# Objective
Reproduce the records below exactly, leaving out any pictures.

# Supplied data

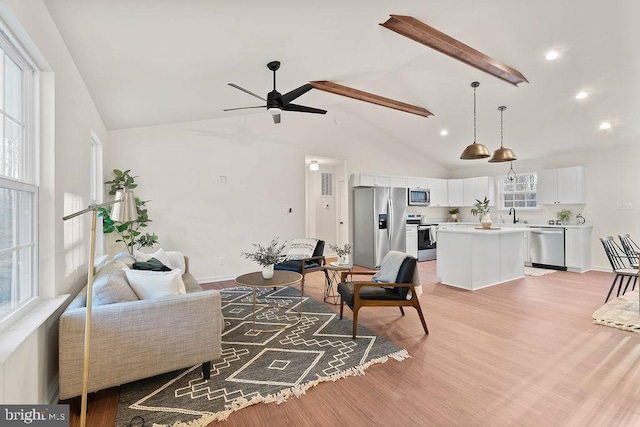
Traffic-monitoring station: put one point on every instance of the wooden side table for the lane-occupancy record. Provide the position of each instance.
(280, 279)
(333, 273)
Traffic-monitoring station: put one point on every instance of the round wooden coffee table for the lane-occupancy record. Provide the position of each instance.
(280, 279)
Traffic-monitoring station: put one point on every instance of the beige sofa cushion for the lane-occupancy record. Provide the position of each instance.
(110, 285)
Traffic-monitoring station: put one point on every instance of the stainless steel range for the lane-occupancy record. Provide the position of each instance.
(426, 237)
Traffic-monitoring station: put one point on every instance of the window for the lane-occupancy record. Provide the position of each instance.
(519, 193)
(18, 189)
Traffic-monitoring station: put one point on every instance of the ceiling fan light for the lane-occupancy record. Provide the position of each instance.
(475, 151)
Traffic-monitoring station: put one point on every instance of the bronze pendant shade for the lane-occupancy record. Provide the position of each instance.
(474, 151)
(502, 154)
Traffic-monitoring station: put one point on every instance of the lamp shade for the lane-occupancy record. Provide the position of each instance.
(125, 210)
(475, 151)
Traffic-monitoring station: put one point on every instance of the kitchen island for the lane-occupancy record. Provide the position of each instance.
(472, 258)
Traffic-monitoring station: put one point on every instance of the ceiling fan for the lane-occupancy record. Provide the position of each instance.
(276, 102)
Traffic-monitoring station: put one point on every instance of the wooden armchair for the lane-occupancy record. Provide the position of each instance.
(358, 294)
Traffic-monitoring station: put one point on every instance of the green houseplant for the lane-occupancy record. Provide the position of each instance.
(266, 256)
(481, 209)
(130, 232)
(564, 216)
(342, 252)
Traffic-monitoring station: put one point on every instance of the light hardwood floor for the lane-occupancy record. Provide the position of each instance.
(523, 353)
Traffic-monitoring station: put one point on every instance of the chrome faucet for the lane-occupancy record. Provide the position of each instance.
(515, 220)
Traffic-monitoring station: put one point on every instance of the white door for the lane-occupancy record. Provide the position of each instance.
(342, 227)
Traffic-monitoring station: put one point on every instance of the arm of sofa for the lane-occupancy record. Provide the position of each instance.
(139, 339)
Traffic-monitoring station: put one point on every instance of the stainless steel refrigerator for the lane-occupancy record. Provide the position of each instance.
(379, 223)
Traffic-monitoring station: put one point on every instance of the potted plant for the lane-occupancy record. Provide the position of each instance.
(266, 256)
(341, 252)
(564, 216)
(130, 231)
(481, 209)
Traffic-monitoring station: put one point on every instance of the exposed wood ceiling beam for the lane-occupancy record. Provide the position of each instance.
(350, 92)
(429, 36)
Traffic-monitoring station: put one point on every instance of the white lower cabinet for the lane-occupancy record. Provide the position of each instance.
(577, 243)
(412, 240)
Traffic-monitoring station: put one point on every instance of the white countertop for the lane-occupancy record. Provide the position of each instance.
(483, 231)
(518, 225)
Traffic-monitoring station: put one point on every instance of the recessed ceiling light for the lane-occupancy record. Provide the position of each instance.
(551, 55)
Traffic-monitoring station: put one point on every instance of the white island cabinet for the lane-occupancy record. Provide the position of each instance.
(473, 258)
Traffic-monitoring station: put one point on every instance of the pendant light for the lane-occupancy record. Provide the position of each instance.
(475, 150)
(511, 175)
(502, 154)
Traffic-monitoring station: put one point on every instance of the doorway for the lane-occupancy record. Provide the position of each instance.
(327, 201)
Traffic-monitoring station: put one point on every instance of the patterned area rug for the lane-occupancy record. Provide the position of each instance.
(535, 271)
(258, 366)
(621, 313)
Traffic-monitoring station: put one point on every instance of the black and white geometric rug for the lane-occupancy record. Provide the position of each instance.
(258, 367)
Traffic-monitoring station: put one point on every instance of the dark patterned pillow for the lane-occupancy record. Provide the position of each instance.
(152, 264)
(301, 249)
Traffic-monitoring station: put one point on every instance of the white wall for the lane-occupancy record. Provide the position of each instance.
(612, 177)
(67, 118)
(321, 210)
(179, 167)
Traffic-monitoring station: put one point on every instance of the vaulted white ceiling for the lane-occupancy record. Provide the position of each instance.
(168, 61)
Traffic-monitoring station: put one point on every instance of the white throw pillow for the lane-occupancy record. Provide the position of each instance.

# Correct result
Traffic-monitoring station: put one point on every instance of the wooden side table for the lane-occupancy record. Provide the position of each instance.
(280, 279)
(333, 273)
Traffic-monitoring station: put one point on every instance of the round wooden coffee table for the lane-occupancy record. Provide the position of each instance.
(280, 279)
Traffic-monitoring station: put one point on every instance of the beige sofa cushion for the lane-occupancy record. Provide the position of each instance.
(110, 285)
Traffic-monitoring station: put one point on every instance of the stainless steel range for the lane-occupancy record. Provide the position of each instance.
(426, 237)
Traffic-monitoring station: put one point on every instance of the window for the lane-occupancy record. Provide the position of each instance.
(519, 193)
(18, 189)
Traffic-monitoring station: put one point on every instance of the ceiling fan light for the lane-occupancy record. Provide the position of each instance.
(475, 151)
Traffic-monitoring station: put one point on every instance of the bronze pendant shade for the lane-occupancy record. Provide the position of each instance.
(474, 151)
(502, 154)
Traffic-monitoring station: put one point on every instance of the lamp shade for the lane-occupancy record. Provide the position of each instance.
(125, 210)
(475, 151)
Traffic-monitoring station: put one point on every instance of the kitchen island for the lane-occupancy record. Provide the position of each instance.
(472, 258)
Traffic-monitoring station: put one point on every instance of the ceiling fan for the lane-occupancy record. Provide the position of each instance.
(276, 102)
Traffic-monitoring station: put one point on every instance of the wooden armchair for the lane-occupancy record. Provide the position of each instance.
(358, 294)
Traffic-monitoring station: put one point on every instance of the green houseplant for the lane-occupancy record. Provide the position of each instance.
(266, 256)
(481, 209)
(130, 232)
(564, 216)
(342, 252)
Traffic-monitoring station: put one point on every instance of the light hardwood floor for the lane-occupancy record. Provide the position of each instance.
(523, 353)
Traffic-monitoring station: put one point on every instance of the chrome faucet for the lane-occupancy record. Provide the position of each instance.
(515, 220)
Traffic-monitoring station: put one point on every instance of the white door for the lane-occupancy record. Provide the position of each instance.
(342, 227)
Traffic-monitoring station: put one point on every instance of the arm of sofa for the lane-occupancy record. Provide the position of each instance.
(139, 339)
Traffic-monitoring station: put one point on every instance of the stainless steel refrigerator for the lane-occupancy record. Provide the position of each instance.
(379, 223)
Traffic-monitoring station: put one point on every instance of the potted plant for the lane-occupancy record. Provide the position of each instance.
(266, 256)
(341, 252)
(564, 216)
(130, 231)
(481, 209)
Traffic-monitoring station: put one point on every instance of the exposed wood ceiling beam for the lane-occupancy record. Provide the position of each instance.
(350, 92)
(429, 36)
Traffic-monitoring station: put one point on every instance of the white lower cabinet for the lane-occupancy record. Provide the position of each instance.
(577, 243)
(412, 240)
Traffic-monitoring station: put one point on every instance of the white countertop for the lane-occupancy record. Provide the position of each instance.
(483, 231)
(518, 225)
Traffic-monitoring station: put one point on every instance of the recessed ceiling light for the lane-occupancy record. Provide the position of each instance.
(551, 55)
Traffic-monitoring station: put one point on every instance of the white island cabinet for the lane-occupancy record. Provide the position of each instance.
(473, 258)
Traffic-monitoring station: put one point on every instance of the pendant light for the lane-occupancy record. Provide the position of each instance.
(475, 150)
(511, 175)
(502, 154)
Traffic-monitoring station: put one point on every instance of the doorway for the lane-occupancy record. Provide the position of each instance.
(327, 201)
Traffic-monitoring station: put one point on every instance of the patterned area rug for the lane-occupancy record. Provide the position of each instance.
(535, 271)
(258, 366)
(621, 313)
Traffic-monitoring station: put one point on every instance of the black and white geometric rug for the lane-occupancy record. Provide the position of each instance.
(258, 367)
Traffic-monitoring station: put one point on every instance of the dark patterned pillow for the lane-occupancy record. Provide the position of each instance.
(152, 264)
(301, 249)
Traffic-monitoring station: put one point on every instance of the white wall for the lane-occupancy record. Provide the position of each instance.
(612, 177)
(67, 118)
(321, 210)
(179, 167)
Traffic-monitoring station: put one point on every instance of the vaulted white ceiling for the lane-occupancy record. Provide the position of each instance.
(168, 61)
Traffic-monitoring station: put one point on every instance of the white throw pillow for the lane-occupancy record. Provide the position of each instance.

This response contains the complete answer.